Even America’s Top Christian Leaders Say Republicans Have This All Wrong

Credit: Justin Fujita

Religious groups, surprisingly, have been some of the most vocal supporters of the Affordable Care Act. Why?

“Lawmakers have a moral obligation to protect health care laws that aid society’s most vulnerable.”

Thank you! Yes, that’s exactly right!

  • This law… factors in a preeminent human need that we have to help one another live, survive, and make it through,” said Rev. Heyward Wiggins. “Faith communities know repealing the ACA is a bad idea, and we will continue to advocate and pray for Congress to stop and listen to the voice of reason.”

Congress has already started their plan to repeal Obamacare – something that they’re promised to do ever since the health care law was proposed.

Last week, when Republicans tried to dismantle key parts of the Affordable Care Act, Sister Simone Campbell begged the party to “not play politics with people’s lives.”

> [EXERCISE TASK A]:
Return each line of the entries below that contains the word "limestone".

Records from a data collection

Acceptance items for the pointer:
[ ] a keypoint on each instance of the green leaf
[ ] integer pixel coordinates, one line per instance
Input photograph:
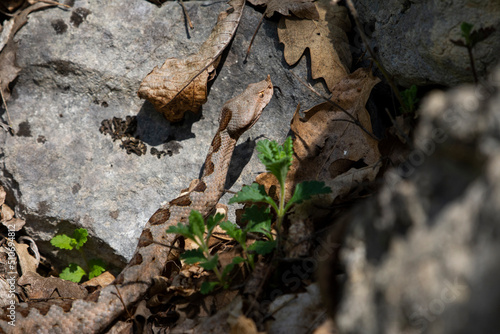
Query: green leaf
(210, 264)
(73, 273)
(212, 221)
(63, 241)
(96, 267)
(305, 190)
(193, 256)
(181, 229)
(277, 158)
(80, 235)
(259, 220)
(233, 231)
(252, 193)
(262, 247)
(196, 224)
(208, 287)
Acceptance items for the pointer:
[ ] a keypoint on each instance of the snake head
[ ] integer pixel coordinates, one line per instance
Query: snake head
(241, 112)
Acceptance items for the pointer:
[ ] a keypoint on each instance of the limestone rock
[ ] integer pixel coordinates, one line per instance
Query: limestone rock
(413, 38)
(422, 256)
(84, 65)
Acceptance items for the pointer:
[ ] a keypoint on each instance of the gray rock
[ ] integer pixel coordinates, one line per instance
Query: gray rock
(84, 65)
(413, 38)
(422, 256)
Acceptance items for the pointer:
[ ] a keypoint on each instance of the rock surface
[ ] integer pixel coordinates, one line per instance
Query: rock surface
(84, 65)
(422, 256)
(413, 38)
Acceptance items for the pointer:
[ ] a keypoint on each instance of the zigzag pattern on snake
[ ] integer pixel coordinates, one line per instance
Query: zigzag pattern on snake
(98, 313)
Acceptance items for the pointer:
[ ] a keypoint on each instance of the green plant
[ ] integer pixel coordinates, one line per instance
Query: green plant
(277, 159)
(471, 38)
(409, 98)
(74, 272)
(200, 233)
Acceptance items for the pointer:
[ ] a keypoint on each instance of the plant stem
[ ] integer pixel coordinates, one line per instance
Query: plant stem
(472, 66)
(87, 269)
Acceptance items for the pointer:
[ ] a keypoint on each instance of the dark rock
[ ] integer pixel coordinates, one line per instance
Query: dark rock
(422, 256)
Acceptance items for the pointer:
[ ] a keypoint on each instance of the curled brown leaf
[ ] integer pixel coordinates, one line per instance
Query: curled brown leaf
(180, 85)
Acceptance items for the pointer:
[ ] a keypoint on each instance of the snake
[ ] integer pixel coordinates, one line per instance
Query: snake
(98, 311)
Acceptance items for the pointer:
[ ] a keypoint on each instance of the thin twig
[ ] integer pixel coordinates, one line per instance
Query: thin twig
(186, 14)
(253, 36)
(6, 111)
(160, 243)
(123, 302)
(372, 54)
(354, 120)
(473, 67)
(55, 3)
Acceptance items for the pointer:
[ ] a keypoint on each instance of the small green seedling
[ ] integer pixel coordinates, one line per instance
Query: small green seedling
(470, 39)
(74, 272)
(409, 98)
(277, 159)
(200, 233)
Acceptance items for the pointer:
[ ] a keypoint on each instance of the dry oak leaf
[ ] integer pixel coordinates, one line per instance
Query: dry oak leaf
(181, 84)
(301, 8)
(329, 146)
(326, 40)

> [EXERCISE TASK B]:
Reproduce the stretch of the Affordable Care Act page from "Credit: Justin Fujita" through "that’s exactly right!" word for word.

> [PROBLEM SOLUTION A]:
[ ] a keypoint on each instance of the limestone rock
Query: limestone rock

> [PROBLEM SOLUTION B]:
Credit: Justin Fujita

Religious groups, surprisingly, have been some of the most vocal supporters of the Affordable Care Act. Why?

“Lawmakers have a moral obligation to protect health care laws that aid society’s most vulnerable.”

Thank you! Yes, that’s exactly right!